Given instruction
Count the lines in the entries below that contain the word "distant". Reply with the number alone.

Given records
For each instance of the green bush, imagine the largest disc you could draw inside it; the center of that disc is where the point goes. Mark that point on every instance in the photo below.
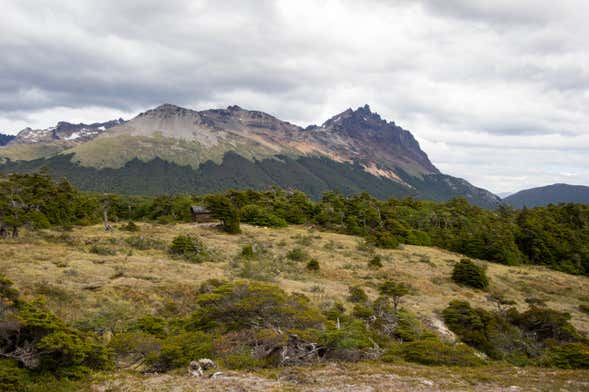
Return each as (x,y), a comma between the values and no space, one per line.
(189,248)
(383,239)
(467,273)
(152,325)
(313,265)
(375,262)
(141,242)
(569,356)
(433,352)
(349,342)
(357,295)
(297,254)
(247,251)
(102,250)
(241,304)
(131,226)
(177,351)
(12,377)
(260,216)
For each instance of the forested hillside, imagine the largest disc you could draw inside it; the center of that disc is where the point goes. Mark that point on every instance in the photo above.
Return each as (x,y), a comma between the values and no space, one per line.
(277,282)
(556,236)
(551,194)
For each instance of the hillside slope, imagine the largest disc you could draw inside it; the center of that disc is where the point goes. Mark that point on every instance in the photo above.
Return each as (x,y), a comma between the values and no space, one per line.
(550,194)
(81,287)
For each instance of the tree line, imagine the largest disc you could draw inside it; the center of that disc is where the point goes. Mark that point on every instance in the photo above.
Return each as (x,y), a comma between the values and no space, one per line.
(556,236)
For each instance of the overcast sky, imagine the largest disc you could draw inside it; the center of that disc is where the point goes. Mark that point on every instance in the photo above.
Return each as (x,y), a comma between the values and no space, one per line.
(495,91)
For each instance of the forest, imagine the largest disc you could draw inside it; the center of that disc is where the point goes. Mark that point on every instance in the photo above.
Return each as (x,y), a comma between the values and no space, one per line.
(249,322)
(556,236)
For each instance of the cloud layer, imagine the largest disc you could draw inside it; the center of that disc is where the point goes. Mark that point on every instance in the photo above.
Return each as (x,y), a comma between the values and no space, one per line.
(496,92)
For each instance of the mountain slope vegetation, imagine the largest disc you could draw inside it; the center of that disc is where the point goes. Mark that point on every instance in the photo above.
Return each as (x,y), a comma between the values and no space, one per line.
(282,282)
(172,150)
(550,194)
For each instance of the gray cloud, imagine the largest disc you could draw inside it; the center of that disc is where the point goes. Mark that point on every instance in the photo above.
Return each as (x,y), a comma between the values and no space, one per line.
(460,74)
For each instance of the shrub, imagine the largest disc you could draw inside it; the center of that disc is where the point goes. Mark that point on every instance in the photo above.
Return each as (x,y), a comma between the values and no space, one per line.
(569,356)
(383,239)
(188,247)
(258,268)
(357,295)
(544,323)
(149,324)
(58,349)
(141,242)
(247,251)
(469,324)
(349,342)
(101,250)
(241,304)
(223,208)
(297,254)
(178,351)
(394,291)
(313,265)
(259,216)
(433,352)
(467,273)
(12,378)
(375,262)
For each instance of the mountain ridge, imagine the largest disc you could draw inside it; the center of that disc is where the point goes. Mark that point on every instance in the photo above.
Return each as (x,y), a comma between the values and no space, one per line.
(549,194)
(332,155)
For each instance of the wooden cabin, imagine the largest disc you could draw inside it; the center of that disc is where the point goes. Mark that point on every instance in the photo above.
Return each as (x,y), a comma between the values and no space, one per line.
(201,214)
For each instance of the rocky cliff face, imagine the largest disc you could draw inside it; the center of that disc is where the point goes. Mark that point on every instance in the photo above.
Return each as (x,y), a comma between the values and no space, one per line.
(66,132)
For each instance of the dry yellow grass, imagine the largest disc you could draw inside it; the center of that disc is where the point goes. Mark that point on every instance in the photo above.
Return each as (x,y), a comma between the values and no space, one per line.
(78,284)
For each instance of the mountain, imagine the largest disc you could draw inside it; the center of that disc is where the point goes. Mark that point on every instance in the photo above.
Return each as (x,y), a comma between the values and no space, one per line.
(551,194)
(40,143)
(170,149)
(5,139)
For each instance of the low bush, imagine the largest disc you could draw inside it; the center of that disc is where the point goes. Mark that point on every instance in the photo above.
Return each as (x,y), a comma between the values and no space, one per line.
(357,295)
(241,304)
(433,352)
(375,262)
(247,251)
(131,226)
(297,254)
(569,356)
(102,250)
(313,265)
(141,242)
(189,248)
(467,273)
(52,346)
(177,351)
(259,216)
(383,239)
(12,377)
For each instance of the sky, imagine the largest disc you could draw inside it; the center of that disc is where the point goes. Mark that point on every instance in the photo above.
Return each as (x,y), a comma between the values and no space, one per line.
(496,92)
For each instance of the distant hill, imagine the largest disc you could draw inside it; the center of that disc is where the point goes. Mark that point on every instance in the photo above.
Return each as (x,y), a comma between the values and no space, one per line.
(170,149)
(5,139)
(550,194)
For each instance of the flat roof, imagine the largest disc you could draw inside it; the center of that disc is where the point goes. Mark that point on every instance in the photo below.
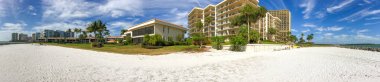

Task answer
1